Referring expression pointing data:
^^^^^^^^^^^^^^^^
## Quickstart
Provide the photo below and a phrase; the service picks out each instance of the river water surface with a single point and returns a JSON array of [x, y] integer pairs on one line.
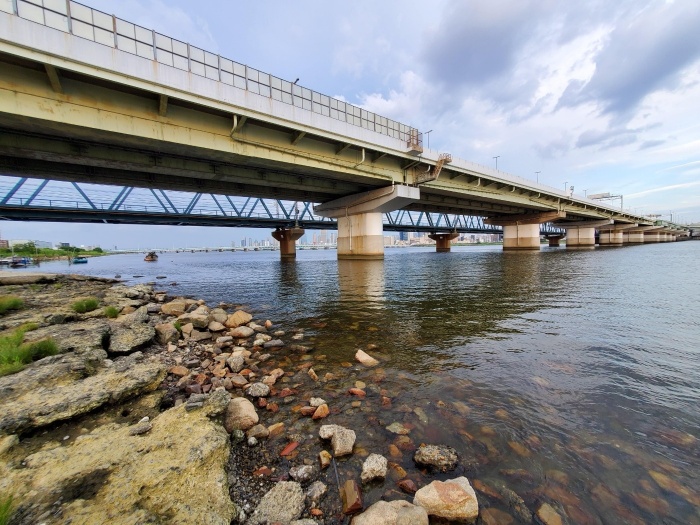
[[568, 377]]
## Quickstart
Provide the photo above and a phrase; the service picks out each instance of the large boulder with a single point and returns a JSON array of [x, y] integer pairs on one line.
[[342, 439], [392, 513], [174, 473], [453, 500], [238, 318], [283, 503], [66, 396], [240, 415]]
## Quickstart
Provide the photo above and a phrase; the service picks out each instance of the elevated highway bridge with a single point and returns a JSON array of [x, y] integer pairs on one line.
[[86, 97]]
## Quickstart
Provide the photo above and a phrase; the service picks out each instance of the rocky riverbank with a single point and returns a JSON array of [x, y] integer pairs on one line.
[[180, 412]]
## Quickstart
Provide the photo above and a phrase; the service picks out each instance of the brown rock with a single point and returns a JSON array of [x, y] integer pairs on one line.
[[351, 496], [321, 412]]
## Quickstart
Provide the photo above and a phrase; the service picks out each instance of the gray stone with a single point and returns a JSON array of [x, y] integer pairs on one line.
[[374, 467], [127, 339], [241, 332], [283, 503], [240, 415], [258, 390], [441, 457], [315, 492], [342, 439], [301, 473], [392, 513]]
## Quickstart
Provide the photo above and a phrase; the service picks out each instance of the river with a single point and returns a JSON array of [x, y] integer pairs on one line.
[[569, 377]]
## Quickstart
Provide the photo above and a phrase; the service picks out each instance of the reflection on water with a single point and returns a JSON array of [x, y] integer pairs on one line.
[[565, 377]]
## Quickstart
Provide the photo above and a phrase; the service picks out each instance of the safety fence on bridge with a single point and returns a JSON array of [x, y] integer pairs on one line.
[[45, 200], [91, 24]]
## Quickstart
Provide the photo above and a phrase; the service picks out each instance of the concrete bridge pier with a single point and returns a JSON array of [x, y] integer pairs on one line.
[[554, 240], [360, 227], [581, 234], [287, 238], [443, 240], [522, 232]]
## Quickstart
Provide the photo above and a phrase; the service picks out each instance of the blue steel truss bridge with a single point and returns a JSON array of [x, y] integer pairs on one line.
[[24, 199]]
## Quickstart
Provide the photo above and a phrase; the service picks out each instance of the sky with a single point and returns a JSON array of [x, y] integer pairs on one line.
[[603, 96]]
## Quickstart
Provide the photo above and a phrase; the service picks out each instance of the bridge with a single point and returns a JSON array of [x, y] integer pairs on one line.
[[89, 98]]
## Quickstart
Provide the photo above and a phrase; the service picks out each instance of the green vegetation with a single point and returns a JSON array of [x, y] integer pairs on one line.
[[111, 311], [5, 509], [85, 305], [14, 355], [10, 302]]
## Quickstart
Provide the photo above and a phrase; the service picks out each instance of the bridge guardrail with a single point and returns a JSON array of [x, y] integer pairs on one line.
[[85, 22]]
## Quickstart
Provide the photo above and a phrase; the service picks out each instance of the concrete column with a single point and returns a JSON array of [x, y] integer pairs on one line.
[[521, 237], [443, 240], [633, 237], [610, 238], [287, 238], [361, 236], [554, 240], [580, 237]]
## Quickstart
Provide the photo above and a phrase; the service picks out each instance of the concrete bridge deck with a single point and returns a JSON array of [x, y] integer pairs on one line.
[[88, 97]]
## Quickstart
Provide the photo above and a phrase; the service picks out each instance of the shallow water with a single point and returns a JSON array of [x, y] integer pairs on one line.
[[568, 377]]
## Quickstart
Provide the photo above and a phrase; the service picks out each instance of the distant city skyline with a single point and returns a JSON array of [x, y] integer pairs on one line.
[[601, 97]]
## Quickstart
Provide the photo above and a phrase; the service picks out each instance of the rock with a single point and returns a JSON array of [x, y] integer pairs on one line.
[[398, 428], [258, 431], [196, 335], [240, 415], [374, 467], [258, 390], [548, 516], [241, 332], [235, 363], [172, 473], [167, 333], [63, 392], [351, 496], [324, 458], [176, 307], [321, 412], [315, 492], [453, 499], [283, 503], [316, 402], [238, 318], [408, 486], [216, 326], [301, 473], [392, 513], [440, 457], [495, 517], [124, 340], [366, 359], [342, 439]]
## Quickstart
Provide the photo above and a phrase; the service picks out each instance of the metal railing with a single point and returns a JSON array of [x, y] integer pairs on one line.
[[91, 24]]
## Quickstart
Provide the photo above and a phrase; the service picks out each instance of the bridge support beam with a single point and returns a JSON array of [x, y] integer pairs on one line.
[[522, 232], [554, 240], [287, 238], [443, 240], [360, 228]]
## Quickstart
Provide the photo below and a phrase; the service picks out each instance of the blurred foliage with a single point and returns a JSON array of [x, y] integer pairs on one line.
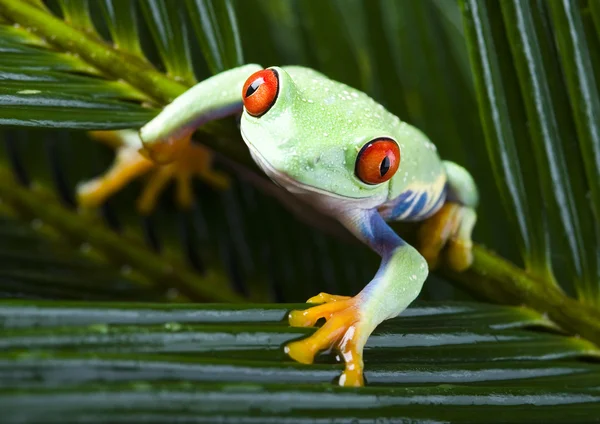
[[508, 89]]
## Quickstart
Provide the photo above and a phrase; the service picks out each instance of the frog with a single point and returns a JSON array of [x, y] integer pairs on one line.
[[335, 148]]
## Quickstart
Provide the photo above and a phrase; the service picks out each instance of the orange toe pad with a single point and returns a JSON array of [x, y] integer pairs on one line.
[[342, 331]]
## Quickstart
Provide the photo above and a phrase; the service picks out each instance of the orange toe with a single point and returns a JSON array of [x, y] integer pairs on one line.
[[342, 332], [309, 317]]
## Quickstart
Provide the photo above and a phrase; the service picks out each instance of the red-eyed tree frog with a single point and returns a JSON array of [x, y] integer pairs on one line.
[[336, 148]]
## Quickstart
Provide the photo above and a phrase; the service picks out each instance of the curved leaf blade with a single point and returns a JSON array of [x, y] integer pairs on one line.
[[518, 198], [122, 22], [554, 176], [583, 90], [171, 38], [217, 33], [526, 382]]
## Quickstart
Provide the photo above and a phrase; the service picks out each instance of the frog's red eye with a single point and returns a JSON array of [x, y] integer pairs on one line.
[[260, 91], [377, 161]]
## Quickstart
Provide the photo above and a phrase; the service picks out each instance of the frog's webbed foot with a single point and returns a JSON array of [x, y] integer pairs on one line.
[[448, 233], [191, 160], [345, 330]]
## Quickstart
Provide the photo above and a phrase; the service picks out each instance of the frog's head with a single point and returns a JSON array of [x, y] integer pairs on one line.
[[320, 138]]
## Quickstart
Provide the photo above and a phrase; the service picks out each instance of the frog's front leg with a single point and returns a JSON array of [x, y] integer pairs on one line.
[[167, 135], [166, 139], [350, 321], [129, 164]]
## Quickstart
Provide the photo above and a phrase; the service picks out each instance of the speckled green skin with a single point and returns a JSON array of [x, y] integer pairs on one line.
[[317, 126], [308, 143]]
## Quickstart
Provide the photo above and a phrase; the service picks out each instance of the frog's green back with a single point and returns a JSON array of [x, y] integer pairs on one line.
[[353, 117]]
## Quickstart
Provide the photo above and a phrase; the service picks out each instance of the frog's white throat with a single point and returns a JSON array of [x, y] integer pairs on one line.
[[323, 200]]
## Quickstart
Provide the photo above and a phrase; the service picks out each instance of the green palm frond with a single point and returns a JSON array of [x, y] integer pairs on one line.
[[166, 361], [508, 89]]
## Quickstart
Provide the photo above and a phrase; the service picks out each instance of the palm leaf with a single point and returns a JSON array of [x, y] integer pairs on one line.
[[166, 362], [67, 64]]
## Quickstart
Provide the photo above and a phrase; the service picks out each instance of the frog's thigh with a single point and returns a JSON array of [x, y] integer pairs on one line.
[[452, 225]]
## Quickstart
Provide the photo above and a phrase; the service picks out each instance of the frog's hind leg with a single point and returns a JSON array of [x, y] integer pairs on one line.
[[450, 229]]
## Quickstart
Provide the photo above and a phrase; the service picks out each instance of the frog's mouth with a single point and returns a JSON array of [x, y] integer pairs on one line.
[[309, 193]]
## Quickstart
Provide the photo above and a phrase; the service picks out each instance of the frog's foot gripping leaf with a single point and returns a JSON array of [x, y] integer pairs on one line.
[[193, 160], [449, 230], [346, 330]]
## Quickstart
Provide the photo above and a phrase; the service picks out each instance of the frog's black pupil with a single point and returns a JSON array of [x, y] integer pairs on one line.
[[254, 86], [385, 166]]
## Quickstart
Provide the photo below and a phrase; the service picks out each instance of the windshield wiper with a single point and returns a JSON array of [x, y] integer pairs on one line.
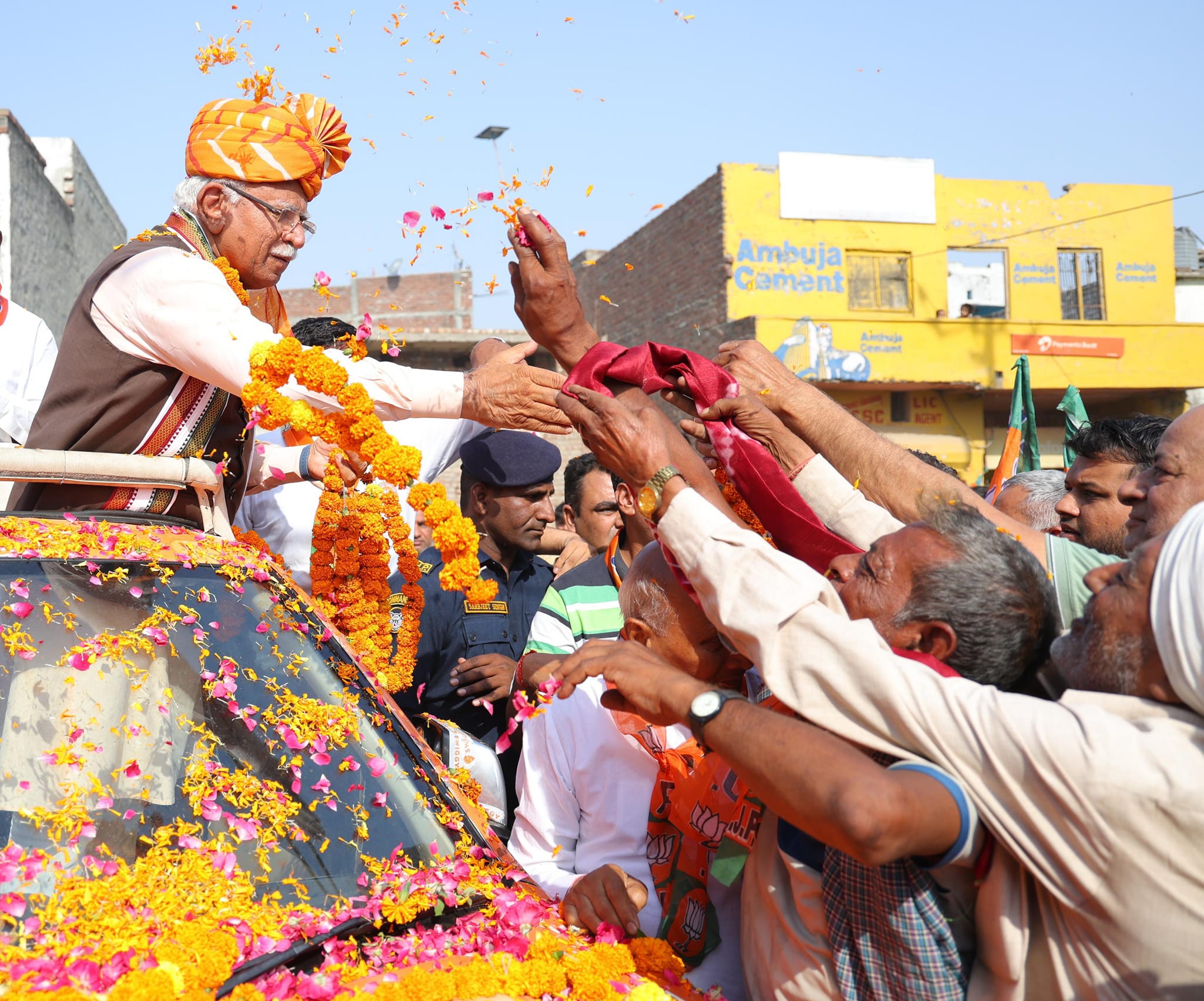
[[353, 928]]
^^^^^^^^^^^^^^^^
* How to complete this task *
All lines from the one containing "the frog's mouth" to the last line of the records above, both included, need to be repeated word for word; omit the pictures.

* Output of the exercise *
Provide the photo above and a phrase; the service picks out each instance of the frog's mouth with a single point and returns a JSON array of [x, y] integer pairs on one line.
[[309, 193]]
## Quickstart
Provide the photo above and a phrase; the service picks out each instance of the frog's foot gripping leaf with a single point and returns a JSON array of [x, y] integer pairs on one line.
[[193, 160], [449, 230], [346, 330]]
## Quickstart
Provide the photo above and a phrase; the service picks out each instance of the frog's black pupil with a single point and returns a JSON array of [x, y] integer pairs on one line.
[[254, 86], [385, 166]]
## Quickstart
Provide the photo below and a phrase; the service picks out each instance of the windshield wiper with a single point and returns a JSON array of [x, y] integer pairs on one line.
[[353, 928]]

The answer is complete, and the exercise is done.